EXERCISE OBJECTIVE:
Which lines in the records below contain the word "negative"? Pick out each one and copy it in full.

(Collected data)
*****
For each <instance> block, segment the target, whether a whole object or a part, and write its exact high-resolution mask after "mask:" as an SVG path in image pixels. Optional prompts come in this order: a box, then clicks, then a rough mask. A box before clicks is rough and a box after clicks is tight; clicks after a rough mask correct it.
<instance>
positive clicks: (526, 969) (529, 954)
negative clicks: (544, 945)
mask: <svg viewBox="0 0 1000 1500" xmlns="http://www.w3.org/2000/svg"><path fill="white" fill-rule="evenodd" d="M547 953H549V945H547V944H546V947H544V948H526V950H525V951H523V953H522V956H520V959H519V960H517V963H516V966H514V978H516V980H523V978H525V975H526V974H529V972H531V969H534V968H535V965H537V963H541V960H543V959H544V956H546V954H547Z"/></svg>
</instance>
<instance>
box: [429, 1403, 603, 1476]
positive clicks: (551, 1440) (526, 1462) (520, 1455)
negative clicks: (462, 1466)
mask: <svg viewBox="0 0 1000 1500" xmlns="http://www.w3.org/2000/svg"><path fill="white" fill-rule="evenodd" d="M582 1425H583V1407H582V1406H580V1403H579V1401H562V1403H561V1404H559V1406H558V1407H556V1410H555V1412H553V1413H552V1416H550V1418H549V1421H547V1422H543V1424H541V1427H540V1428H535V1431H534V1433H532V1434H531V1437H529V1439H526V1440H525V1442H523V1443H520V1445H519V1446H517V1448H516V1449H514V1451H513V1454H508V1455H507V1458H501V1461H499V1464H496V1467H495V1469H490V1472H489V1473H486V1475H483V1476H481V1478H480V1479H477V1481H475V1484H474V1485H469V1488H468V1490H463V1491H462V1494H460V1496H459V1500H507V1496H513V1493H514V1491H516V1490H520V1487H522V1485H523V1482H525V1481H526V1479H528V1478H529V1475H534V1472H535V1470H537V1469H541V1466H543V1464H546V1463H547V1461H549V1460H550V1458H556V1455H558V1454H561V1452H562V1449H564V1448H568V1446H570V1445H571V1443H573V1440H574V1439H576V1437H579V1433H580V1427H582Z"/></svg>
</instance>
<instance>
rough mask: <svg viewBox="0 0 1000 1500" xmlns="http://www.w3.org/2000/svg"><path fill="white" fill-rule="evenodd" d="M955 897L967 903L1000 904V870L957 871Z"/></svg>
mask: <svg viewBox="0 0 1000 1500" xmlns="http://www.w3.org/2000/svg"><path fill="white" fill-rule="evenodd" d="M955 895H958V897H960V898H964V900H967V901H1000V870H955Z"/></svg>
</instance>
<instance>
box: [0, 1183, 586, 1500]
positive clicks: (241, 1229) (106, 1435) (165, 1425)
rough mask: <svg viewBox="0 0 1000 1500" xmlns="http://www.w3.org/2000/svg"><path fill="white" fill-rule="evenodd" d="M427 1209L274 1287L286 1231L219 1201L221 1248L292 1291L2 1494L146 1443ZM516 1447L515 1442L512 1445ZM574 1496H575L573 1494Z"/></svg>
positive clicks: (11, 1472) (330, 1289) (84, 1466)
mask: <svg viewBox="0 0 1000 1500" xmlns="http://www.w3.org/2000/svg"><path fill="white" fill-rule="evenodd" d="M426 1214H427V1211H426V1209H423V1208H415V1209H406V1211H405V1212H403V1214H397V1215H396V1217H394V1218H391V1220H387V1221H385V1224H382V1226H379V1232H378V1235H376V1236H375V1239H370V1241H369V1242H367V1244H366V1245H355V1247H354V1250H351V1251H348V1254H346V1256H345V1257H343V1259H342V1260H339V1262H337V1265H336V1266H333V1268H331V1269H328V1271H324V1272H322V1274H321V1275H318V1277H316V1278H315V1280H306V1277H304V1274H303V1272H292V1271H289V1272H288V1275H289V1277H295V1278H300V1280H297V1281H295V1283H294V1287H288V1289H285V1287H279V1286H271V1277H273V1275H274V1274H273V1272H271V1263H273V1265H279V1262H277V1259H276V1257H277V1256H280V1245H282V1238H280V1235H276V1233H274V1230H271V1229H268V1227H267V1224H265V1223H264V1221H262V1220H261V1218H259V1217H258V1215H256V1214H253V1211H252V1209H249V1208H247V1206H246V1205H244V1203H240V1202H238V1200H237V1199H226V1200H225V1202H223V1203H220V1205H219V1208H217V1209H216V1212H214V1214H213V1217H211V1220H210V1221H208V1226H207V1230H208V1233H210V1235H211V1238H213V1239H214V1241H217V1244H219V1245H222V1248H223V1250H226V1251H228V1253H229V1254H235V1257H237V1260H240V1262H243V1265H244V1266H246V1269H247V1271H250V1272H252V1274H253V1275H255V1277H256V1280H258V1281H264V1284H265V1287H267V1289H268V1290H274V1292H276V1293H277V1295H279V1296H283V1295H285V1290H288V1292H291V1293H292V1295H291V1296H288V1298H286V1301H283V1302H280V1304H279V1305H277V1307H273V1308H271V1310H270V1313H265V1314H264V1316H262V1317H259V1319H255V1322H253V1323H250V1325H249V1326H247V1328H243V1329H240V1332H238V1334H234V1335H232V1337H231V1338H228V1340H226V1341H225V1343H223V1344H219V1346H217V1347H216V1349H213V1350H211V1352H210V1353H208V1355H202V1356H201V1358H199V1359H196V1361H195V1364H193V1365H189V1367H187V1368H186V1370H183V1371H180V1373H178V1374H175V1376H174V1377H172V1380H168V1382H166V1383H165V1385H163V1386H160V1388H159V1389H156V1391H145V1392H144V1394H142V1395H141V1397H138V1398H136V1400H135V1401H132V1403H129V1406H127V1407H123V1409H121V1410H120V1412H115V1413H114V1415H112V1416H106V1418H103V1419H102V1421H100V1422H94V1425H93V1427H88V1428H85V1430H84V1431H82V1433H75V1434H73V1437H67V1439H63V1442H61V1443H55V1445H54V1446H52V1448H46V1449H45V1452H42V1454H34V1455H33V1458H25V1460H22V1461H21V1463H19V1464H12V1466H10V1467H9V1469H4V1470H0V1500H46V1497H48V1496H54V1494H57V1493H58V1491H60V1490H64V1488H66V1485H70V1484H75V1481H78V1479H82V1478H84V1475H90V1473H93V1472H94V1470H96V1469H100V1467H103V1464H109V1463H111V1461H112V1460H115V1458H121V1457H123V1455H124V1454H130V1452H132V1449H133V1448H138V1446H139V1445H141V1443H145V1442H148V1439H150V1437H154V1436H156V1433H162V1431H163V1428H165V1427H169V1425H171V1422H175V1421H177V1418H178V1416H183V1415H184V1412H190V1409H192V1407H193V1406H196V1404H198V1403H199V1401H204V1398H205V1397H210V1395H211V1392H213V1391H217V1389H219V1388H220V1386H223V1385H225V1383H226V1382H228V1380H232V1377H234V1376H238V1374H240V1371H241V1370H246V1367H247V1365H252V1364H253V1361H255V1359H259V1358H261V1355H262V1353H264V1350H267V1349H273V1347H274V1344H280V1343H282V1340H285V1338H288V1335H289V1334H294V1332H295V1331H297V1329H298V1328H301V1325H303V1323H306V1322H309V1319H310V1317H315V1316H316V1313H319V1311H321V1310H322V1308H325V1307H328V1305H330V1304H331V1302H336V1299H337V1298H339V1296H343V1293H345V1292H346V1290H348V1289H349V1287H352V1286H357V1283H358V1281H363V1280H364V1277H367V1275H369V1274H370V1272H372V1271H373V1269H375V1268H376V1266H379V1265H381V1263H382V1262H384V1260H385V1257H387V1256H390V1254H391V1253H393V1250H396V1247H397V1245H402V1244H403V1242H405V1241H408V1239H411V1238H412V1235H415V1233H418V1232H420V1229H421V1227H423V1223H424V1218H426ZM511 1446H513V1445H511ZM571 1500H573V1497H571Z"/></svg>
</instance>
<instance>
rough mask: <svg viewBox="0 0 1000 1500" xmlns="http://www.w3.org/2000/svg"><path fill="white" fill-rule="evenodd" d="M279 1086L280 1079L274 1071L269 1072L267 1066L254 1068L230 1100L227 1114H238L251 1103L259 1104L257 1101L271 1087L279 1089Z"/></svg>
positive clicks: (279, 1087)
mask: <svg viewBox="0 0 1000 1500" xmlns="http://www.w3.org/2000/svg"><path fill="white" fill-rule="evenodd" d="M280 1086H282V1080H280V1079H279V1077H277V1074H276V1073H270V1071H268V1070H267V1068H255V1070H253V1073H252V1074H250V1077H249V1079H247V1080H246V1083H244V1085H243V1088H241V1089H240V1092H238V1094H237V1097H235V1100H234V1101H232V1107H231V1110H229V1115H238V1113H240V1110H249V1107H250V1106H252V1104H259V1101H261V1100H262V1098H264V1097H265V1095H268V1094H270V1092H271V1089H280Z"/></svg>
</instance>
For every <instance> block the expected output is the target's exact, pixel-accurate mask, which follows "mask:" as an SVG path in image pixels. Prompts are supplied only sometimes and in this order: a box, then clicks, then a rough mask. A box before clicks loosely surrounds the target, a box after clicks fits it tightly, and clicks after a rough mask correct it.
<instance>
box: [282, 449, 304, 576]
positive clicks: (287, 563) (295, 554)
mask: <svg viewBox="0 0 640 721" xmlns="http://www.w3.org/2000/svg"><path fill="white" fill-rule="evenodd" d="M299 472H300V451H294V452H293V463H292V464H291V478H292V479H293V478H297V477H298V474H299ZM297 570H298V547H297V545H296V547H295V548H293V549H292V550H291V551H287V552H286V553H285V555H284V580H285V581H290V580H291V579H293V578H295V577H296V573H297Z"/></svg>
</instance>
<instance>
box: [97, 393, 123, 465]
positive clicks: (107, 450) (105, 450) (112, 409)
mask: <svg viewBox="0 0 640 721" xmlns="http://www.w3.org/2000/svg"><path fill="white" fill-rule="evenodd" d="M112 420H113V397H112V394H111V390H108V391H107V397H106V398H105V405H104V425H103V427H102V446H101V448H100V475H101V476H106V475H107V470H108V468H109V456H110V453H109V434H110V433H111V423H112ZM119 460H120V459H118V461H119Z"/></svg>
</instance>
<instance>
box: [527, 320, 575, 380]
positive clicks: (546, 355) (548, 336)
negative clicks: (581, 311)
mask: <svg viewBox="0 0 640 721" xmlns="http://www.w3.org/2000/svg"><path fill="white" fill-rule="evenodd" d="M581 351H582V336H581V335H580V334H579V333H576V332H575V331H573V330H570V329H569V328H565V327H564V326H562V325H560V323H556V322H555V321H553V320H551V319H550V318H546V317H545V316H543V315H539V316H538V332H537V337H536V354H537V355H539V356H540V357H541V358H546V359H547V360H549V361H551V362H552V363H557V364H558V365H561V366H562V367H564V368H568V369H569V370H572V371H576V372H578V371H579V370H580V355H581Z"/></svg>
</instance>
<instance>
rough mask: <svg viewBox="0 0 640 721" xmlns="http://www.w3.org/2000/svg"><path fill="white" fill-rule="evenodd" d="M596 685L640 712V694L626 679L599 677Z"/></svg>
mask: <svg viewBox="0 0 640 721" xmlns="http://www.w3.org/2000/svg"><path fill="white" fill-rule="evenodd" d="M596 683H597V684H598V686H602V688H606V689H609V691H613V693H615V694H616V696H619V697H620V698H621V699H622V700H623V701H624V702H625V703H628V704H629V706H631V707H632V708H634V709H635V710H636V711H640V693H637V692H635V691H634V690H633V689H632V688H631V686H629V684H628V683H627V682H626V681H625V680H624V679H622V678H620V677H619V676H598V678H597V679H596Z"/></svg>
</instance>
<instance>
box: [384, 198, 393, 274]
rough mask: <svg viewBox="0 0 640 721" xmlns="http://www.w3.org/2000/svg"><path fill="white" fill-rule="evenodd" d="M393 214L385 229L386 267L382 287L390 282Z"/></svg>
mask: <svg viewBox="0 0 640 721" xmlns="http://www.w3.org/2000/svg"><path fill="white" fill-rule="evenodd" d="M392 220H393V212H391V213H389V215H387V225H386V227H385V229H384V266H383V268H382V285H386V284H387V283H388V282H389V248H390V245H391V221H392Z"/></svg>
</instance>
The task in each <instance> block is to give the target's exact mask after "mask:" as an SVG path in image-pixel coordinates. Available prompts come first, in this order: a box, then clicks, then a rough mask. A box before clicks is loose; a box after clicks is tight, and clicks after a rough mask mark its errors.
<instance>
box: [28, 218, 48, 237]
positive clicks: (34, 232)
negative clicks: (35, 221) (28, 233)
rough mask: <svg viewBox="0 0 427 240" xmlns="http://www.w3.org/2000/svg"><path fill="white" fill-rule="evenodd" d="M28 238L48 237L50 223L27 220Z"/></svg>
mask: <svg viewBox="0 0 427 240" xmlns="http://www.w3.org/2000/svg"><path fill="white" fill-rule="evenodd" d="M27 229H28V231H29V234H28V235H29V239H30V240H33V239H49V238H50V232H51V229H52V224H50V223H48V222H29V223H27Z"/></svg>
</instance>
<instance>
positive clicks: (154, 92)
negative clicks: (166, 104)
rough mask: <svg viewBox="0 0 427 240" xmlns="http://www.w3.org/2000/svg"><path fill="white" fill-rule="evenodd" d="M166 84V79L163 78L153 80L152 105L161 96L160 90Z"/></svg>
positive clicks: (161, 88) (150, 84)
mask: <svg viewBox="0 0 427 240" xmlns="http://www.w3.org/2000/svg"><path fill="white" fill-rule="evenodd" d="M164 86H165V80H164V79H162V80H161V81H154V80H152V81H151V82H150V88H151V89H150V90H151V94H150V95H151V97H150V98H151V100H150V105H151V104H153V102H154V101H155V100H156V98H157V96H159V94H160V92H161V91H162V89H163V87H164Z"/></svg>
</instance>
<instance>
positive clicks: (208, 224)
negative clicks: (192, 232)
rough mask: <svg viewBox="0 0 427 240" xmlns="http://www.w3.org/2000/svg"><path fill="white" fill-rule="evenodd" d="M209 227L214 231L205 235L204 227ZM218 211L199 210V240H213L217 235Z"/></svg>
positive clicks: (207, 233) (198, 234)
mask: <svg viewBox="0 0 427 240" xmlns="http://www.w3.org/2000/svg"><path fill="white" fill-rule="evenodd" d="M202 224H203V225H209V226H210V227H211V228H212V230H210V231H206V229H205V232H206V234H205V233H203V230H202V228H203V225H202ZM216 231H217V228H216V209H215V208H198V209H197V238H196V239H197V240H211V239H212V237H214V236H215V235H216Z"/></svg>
*****
OUTPUT OF THE EXERCISE:
negative clicks: (544, 945)
negative clicks: (462, 1466)
negative clicks: (581, 311)
negative clicks: (35, 221) (28, 233)
negative clicks: (166, 104)
negative clicks: (192, 232)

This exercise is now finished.